▸ WHAT THE TASK ASKS:
Here is a listing; restate all of it exactly.

——

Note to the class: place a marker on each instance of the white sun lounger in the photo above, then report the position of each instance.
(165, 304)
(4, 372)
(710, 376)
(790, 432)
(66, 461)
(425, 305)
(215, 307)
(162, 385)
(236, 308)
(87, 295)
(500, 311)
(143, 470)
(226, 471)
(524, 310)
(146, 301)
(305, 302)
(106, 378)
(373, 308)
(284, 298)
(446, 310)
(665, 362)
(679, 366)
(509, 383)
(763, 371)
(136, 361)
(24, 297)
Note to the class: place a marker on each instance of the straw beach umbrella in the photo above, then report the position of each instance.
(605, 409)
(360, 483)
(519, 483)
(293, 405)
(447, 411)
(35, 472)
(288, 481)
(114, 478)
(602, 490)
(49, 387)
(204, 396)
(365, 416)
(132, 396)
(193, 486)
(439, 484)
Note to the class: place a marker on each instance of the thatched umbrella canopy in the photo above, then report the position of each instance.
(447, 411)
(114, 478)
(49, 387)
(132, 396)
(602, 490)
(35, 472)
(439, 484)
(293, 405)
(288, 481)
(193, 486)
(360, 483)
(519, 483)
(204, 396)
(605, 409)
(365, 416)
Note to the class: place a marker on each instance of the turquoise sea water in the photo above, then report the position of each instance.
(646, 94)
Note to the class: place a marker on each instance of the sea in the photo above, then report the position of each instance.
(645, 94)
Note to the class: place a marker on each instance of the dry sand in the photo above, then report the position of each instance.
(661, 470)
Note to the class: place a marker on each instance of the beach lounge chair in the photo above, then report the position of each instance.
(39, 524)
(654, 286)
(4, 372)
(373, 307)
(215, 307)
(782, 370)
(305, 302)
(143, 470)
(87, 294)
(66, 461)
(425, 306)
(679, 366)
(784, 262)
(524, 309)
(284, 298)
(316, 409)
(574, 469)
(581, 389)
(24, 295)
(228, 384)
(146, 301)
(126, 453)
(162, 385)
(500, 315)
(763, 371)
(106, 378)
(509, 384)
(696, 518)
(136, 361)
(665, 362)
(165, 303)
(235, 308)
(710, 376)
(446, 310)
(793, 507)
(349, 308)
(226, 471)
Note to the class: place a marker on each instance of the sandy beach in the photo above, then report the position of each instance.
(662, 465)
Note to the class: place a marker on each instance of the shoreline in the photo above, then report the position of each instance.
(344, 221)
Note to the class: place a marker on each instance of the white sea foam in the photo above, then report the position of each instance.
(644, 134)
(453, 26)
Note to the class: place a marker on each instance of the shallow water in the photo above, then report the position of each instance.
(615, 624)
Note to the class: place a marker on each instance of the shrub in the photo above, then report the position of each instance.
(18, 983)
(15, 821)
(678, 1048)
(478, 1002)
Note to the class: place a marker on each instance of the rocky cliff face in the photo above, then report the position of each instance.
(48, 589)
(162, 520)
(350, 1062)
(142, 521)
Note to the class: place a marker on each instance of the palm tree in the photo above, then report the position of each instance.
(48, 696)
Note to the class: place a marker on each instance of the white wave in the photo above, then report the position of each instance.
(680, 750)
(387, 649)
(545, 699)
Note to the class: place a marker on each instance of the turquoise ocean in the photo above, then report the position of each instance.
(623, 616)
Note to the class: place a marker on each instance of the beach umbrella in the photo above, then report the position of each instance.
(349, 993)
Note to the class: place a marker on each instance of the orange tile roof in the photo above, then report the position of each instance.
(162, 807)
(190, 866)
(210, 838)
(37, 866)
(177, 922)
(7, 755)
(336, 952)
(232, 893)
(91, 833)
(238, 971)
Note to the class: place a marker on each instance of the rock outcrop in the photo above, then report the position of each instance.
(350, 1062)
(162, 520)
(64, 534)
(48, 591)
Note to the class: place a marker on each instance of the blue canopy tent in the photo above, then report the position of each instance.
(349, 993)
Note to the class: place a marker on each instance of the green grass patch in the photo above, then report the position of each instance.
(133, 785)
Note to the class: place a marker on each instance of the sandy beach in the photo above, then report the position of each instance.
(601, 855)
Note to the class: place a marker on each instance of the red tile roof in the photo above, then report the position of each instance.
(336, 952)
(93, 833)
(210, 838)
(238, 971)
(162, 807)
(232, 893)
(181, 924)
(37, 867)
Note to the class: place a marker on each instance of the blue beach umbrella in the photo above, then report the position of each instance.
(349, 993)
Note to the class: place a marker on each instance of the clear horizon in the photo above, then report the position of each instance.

——

▸ RESULT:
Note to the class: place a marker on each instance of the white sun lounger in the photo above, then report the position of each instance.
(165, 304)
(4, 372)
(710, 376)
(790, 432)
(66, 461)
(425, 305)
(215, 307)
(162, 385)
(236, 308)
(87, 295)
(500, 311)
(143, 470)
(226, 471)
(524, 310)
(146, 301)
(305, 302)
(106, 378)
(373, 308)
(284, 298)
(446, 310)
(665, 362)
(679, 366)
(509, 383)
(763, 371)
(136, 361)
(24, 297)
Note to the class: place a marker on each instance of the straw beach umbrella in the photo above, then report the position of each instance.
(605, 409)
(360, 483)
(519, 483)
(293, 405)
(447, 411)
(35, 472)
(288, 481)
(114, 478)
(602, 490)
(49, 387)
(204, 396)
(365, 416)
(132, 396)
(193, 486)
(439, 484)
Note to the class: place a marker on each instance of the thatched umbrella canopy in the photo above, then report the position of each instance.
(447, 411)
(114, 478)
(49, 387)
(132, 396)
(602, 490)
(35, 472)
(439, 484)
(293, 405)
(288, 481)
(193, 486)
(360, 483)
(519, 483)
(204, 396)
(605, 409)
(365, 416)
Note to the class: place a marker on each instance of the turquoise sea water in the photo above, then report the position of each instance.
(646, 94)
Note to the class: place a marker on each instance of the sea in the photo above, then report the position of each instance.
(645, 94)
Note to the class: place a marker on each instance of the dry sand in the photo above, then report the position of each instance.
(661, 470)
Note to the class: place a marker on each instance of the beach lounge chair in the photo above, then report the position of each instance.
(39, 524)
(654, 286)
(4, 372)
(373, 307)
(215, 307)
(782, 370)
(305, 302)
(143, 470)
(87, 294)
(66, 461)
(425, 306)
(679, 366)
(784, 262)
(524, 309)
(284, 298)
(316, 409)
(574, 469)
(581, 389)
(24, 295)
(228, 384)
(146, 301)
(126, 453)
(162, 385)
(500, 315)
(763, 371)
(106, 378)
(509, 384)
(696, 518)
(136, 361)
(665, 362)
(165, 303)
(235, 308)
(710, 376)
(446, 310)
(793, 507)
(349, 308)
(226, 471)
Note to the class: place a marker on each instance of the sandy beach in the photo above, then report the position of each instance.
(662, 465)
Note to the class: place a marker on each instance of the shoreline in the photo above, then report the position of each instance.
(344, 221)
Note to the class: place a marker on each instance of the white sea foam in the photo above, then report the position of each instance.
(644, 134)
(453, 26)
Note to the class: place a marker on each instance of the shallow water in the photo above, then report the position of each instance.
(615, 624)
Note to the class: place a marker on each instance of the shrub in the photo above, then report the position of each instance.
(18, 983)
(15, 821)
(678, 1048)
(478, 1002)
Note to the class: place a marker on each instance of the rocky cliff face in the photo above, then report the position of each instance.
(48, 589)
(162, 520)
(350, 1062)
(142, 521)
Note to the class: place a marker on each instance of the palm tree in the photo above, then report the position of each instance.
(48, 696)
Note to the class: place a marker on each instance of the white wave in the photo above, then report the position of each instance.
(680, 750)
(387, 649)
(545, 699)
Note to the class: place a marker on each instance of the turquoise ocean in the photo above, then report the position of each instance.
(623, 616)
Note to the class: place a marker on each instance of the beach umbrella in the photo above, then report the position of each instance.
(349, 993)
Note to the class: place a marker on each instance of the orange tile roof in the photo above, then report the position of each instance.
(162, 807)
(190, 866)
(210, 838)
(37, 866)
(177, 922)
(7, 755)
(336, 952)
(232, 893)
(91, 833)
(238, 971)
Note to the class: place a marker on each instance of the rock outcrop in the photo above, then report the position of each instance.
(350, 1062)
(162, 520)
(64, 534)
(48, 591)
Note to the class: place a marker on each instance of the blue canopy tent in the photo above, then report the position of each instance.
(349, 993)
Note to the class: place a marker on each instance of the green grass patch in the photo above, then report the position of each instance.
(133, 785)
Note to the class: place a marker on each instance of the sandy beach in the photo above, then report the position of each instance.
(601, 855)
Note to the class: place a marker on each instance of the red tile roof in the photo above, then report the position of each instance.
(336, 952)
(93, 833)
(210, 838)
(238, 971)
(162, 807)
(232, 893)
(181, 924)
(37, 867)
Note to the class: place a marker on each instance of the blue beach umbrella in the photo above, then report the position of each instance.
(349, 993)
Note to the class: place a marker on each instance of the clear horizon in the photo above, then report the position of each instance.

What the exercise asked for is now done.